**GOAL OF THE EXERCISE:** Write out, word for word, the passage of the London 2012 Olympics article that begins at the words "As the organizers" and stops after "and on budget.".

**TEXT UNDER STUDY:**
As the organizers of the London 2012 Olympics were presented with the finished athletes' village on Friday, exactly six months ahead of the games, they stressed that preparations for the Games remain on time and on budget.

The Summer Games are expected to attract 900,000 visitors to the United Kingdom's capital in July and August. The festivities will kick off with an opening ceremony designed by famed film director Danny Boyle, who has a lot to live up to after the elaborate display that launched the last Summer Games in Beijing.

Boyle -- whose movies include "Slumdog Millionaire" and "Trainspotting" -- says the ceremony is "an enormous bloody thing" and that he plans to look to the ceremony that launched the 2000 Sydney Games for inspiration. His event will include the ringing of a massive bell and a reference to the country's National Health Service.

So far, about one-third of the Games tickets have been sold, Visit Britain's Jo Leslie told CTV News Channel on Friday -- noting it isn't too late to plan a trip to the event. She said hotels rooms are in abundance in London, with about 140,000 in total, so there should be plenty of places left to stay.

"The Olympics aren't going to need even half of that," she said.

But with the influx of tourists, there have been some local concerns about congestion on public transit and the roads, a long-standing problem in London's core. The subway is likely to beef up security during the Games in the wake of the 2005 bombing attacks, which happened just after the London Olympics were announced.

In fact, the city is expected to be crammed with some 23,700 security personnel during the Games, according to the local organizing committee. The number, announced in December, was double the original estimate, although organizers said they weren't responding to a specific threat. The price also doubled, from about C$425 million to C$870 million.

Security organizers have already staged a training exercise on the Thames River, and have another planned, to be held in Scotland.

With the U.K.'s unemployment at its highest in several decades, there has been fierce debate over the vast amounts of cash being poured into the Games.

"When they were awarded in 2005, those were very different economic times than they are now," noted CTV's Ben O'Hara-Byrne from London on Friday. "This is not an easy time to hold a very expensive, world-class event... As time goes on, I think people will certainly get into the spirit of it."

And, the Games won't be without some benefits to local residents. In addition to construction and organizational jobs surrounding the massive undertaking, locals will also benefit from a project that reclaimed formerly-toxic land, and an athletes' village that will be partially converted to affordable housing.

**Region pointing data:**
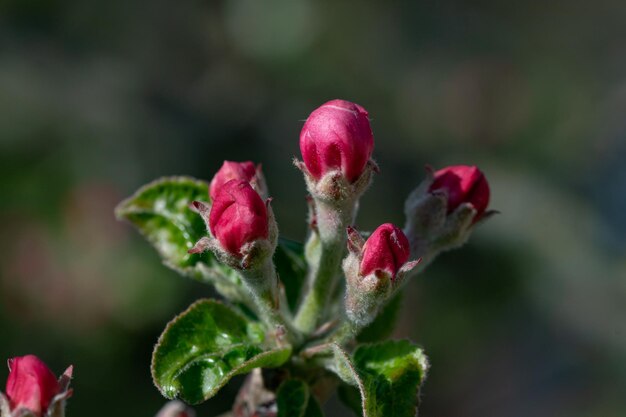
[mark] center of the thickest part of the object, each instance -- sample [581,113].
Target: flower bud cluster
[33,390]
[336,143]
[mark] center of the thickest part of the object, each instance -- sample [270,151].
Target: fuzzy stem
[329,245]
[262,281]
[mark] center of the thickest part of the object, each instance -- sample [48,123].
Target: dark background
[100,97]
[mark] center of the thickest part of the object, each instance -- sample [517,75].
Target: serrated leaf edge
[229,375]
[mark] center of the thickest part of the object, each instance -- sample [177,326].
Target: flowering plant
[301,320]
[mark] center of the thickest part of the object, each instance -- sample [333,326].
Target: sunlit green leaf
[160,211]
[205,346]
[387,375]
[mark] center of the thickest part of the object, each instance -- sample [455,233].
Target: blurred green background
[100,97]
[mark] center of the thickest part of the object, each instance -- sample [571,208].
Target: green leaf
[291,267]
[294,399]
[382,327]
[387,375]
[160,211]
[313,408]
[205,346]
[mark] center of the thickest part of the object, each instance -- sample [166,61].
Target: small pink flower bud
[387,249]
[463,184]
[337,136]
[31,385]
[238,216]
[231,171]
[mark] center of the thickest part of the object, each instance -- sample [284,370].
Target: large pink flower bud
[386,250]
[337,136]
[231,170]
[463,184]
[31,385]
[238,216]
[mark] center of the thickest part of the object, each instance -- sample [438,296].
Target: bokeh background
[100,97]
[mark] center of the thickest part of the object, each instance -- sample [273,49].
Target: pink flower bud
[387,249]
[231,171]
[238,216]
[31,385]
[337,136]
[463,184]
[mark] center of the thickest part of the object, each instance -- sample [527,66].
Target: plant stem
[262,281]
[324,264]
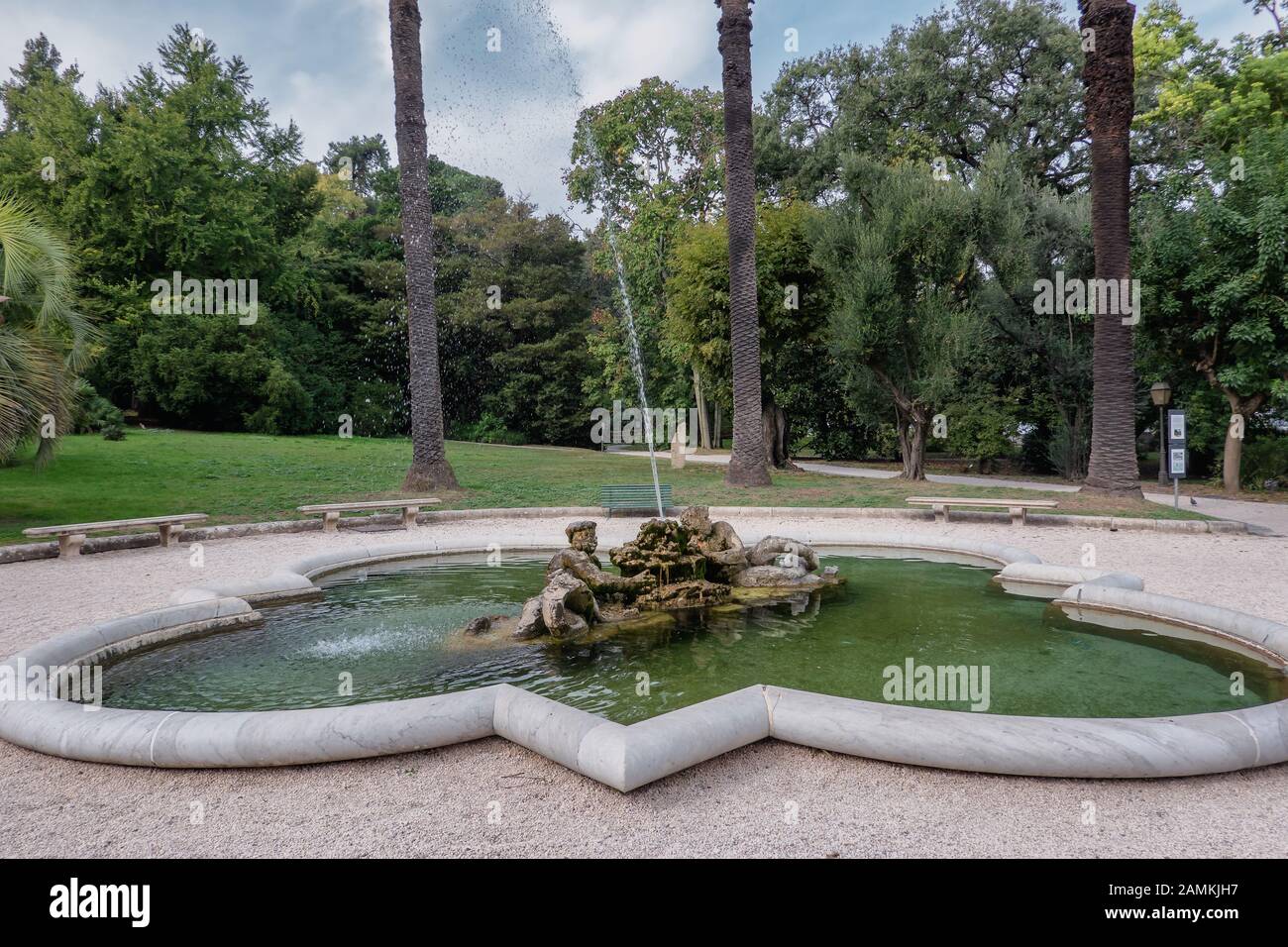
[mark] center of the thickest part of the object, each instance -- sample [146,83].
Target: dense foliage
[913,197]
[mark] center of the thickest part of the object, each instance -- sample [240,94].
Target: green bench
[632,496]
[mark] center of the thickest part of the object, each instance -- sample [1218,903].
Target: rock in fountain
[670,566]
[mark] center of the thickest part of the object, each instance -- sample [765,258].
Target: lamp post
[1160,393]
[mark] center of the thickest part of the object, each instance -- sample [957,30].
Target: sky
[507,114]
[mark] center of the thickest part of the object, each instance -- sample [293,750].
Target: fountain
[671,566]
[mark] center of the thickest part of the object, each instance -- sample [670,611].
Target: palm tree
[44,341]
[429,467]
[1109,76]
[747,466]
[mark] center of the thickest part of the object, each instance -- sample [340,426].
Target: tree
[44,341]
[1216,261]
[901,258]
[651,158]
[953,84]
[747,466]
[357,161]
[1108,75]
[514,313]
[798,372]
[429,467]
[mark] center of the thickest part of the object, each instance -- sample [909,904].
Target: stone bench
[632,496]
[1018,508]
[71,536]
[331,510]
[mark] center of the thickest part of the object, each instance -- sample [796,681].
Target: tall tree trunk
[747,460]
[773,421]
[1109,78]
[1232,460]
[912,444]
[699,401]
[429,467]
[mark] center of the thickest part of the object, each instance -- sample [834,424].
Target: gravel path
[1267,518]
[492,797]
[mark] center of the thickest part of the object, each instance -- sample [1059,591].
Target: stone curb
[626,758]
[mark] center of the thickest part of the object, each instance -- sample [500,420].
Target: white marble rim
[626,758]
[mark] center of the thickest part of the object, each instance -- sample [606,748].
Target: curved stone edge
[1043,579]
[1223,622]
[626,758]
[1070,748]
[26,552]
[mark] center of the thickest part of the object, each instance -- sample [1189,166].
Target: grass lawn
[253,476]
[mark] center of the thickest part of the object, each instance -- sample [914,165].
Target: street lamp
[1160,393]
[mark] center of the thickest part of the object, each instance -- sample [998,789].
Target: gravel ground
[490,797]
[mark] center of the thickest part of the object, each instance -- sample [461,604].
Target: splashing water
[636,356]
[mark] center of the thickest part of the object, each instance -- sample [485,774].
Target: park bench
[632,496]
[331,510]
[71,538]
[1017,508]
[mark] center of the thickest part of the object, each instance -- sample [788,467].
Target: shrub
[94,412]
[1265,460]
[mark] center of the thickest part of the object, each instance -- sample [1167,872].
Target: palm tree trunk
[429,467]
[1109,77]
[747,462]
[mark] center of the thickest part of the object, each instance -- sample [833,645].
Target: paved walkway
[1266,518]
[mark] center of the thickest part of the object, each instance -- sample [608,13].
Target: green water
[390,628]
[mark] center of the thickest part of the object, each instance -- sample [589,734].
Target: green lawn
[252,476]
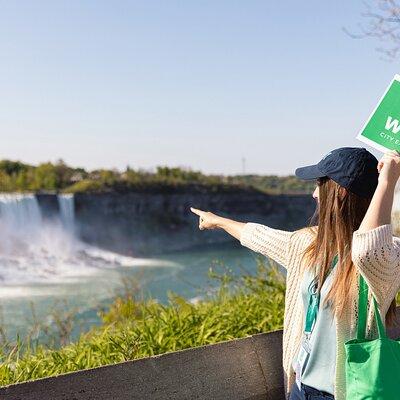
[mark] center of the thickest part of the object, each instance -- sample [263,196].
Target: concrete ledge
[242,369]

--

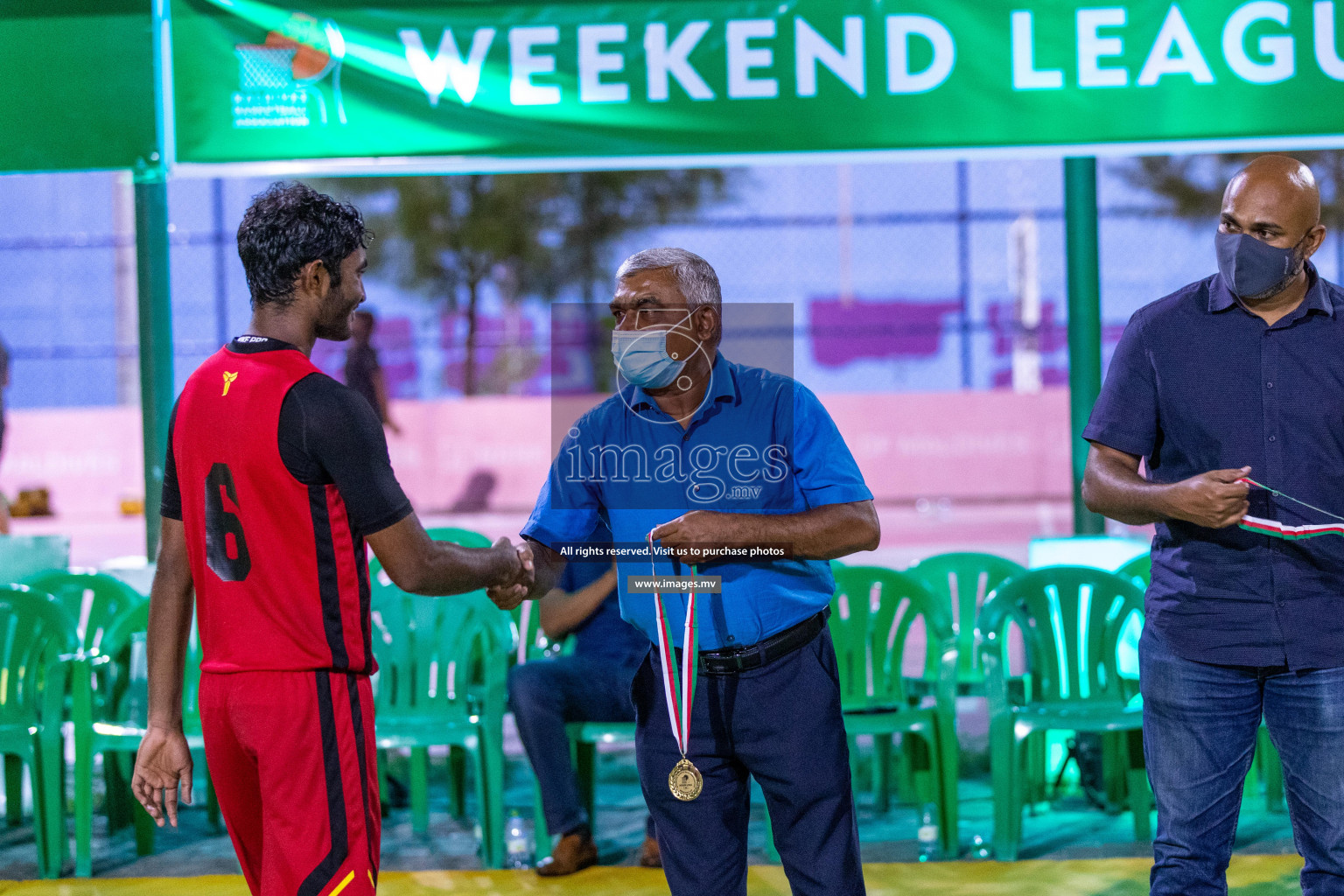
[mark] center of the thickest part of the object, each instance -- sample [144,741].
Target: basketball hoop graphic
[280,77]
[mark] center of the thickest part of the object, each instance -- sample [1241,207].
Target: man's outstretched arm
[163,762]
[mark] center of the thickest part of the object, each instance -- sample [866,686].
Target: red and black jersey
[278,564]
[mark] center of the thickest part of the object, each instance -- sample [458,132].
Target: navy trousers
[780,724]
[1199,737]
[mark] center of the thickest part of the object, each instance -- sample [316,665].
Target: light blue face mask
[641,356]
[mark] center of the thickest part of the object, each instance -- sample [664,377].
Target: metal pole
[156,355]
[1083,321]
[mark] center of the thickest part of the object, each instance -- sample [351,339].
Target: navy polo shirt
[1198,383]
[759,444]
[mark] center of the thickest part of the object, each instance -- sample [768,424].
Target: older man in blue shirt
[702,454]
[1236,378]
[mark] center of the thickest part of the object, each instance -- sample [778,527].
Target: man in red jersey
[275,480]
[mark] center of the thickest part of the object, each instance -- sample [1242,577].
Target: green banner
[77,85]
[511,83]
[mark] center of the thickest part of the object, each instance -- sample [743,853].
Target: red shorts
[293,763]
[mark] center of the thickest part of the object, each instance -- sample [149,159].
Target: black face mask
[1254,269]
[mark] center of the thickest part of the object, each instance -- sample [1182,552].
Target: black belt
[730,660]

**EXERCISE OUTPUT:**
As the organizers of the London 2012 Olympics were presented with the finished athletes' village on Friday, exactly six months ahead of the games, they stressed that preparations for the Games remain on time and on budget.